• [Work to complete]: Below are the records; copy exactly the stretch from the line containing "TARGET = ornamental lamp post" through the line containing "TARGET = roof", both ends included, and nothing else.

• [Provided material]:
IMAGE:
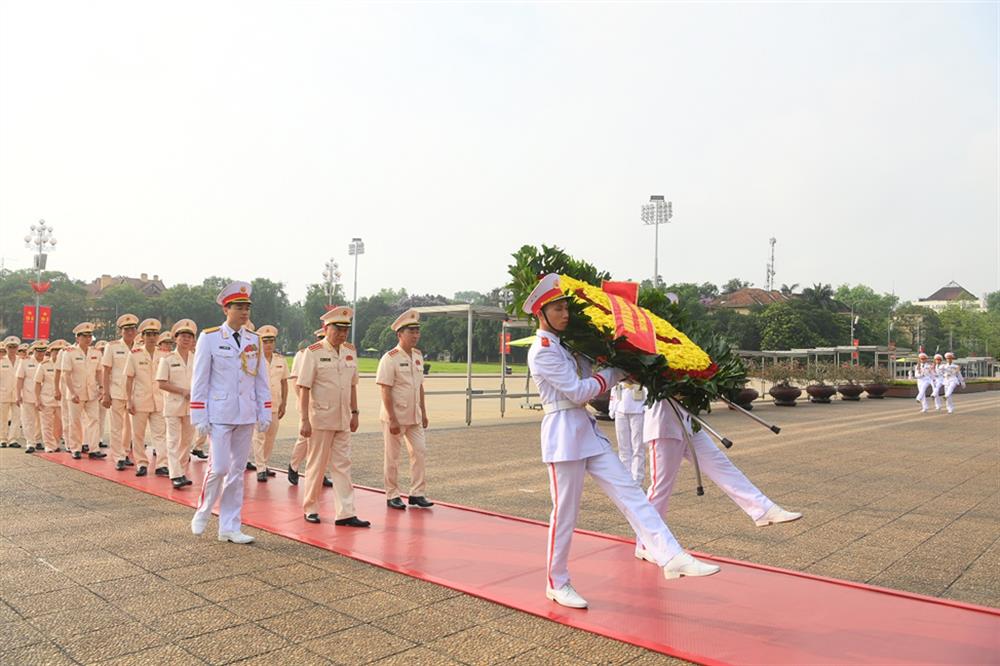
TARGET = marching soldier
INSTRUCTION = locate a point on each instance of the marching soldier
(78, 367)
(30, 419)
(400, 378)
(328, 405)
(10, 414)
(145, 400)
(173, 375)
(49, 406)
(277, 373)
(573, 446)
(229, 395)
(114, 359)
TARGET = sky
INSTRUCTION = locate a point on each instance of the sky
(255, 139)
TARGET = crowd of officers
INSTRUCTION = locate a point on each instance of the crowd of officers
(56, 396)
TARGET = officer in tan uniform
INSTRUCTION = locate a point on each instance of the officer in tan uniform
(49, 409)
(277, 373)
(116, 354)
(30, 419)
(78, 366)
(145, 400)
(173, 375)
(328, 405)
(400, 377)
(10, 415)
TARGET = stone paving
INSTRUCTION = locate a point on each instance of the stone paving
(94, 572)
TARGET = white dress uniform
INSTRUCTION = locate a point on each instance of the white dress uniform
(626, 408)
(229, 396)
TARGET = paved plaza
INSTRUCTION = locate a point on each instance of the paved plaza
(95, 572)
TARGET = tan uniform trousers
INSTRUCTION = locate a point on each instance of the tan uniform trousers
(83, 424)
(121, 430)
(10, 422)
(417, 446)
(180, 435)
(263, 443)
(51, 418)
(330, 448)
(158, 437)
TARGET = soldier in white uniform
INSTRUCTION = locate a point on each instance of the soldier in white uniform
(924, 373)
(951, 378)
(626, 407)
(10, 415)
(116, 355)
(173, 375)
(573, 446)
(328, 405)
(229, 396)
(400, 378)
(277, 373)
(78, 368)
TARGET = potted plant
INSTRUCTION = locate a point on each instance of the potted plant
(817, 375)
(878, 382)
(781, 375)
(849, 379)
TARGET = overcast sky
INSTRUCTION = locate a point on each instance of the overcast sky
(256, 138)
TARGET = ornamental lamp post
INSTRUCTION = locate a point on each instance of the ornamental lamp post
(41, 240)
(356, 247)
(658, 211)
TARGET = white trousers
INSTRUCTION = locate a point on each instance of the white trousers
(631, 449)
(227, 461)
(665, 456)
(566, 487)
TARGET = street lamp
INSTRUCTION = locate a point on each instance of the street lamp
(657, 212)
(41, 240)
(356, 247)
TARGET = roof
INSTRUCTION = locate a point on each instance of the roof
(951, 292)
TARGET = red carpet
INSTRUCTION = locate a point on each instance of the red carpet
(747, 614)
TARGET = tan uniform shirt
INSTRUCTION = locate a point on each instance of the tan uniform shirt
(329, 376)
(173, 369)
(115, 357)
(26, 370)
(405, 374)
(80, 372)
(146, 393)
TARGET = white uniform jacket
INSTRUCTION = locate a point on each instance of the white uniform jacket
(224, 388)
(565, 384)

• [Finished exercise]:
TARGET = ornamental lamp post
INSTRUCTION = locate a point on each instance of the ornamental lamp post
(41, 240)
(356, 247)
(658, 211)
TARGET = white trousers
INSTRUCTION = locate a point on each instance of the white trousers
(631, 449)
(227, 461)
(665, 456)
(566, 487)
TARGET = street lamp
INSTRUCTION = locate a point on each instance of the street lamp
(657, 212)
(41, 240)
(356, 247)
TARGET = roof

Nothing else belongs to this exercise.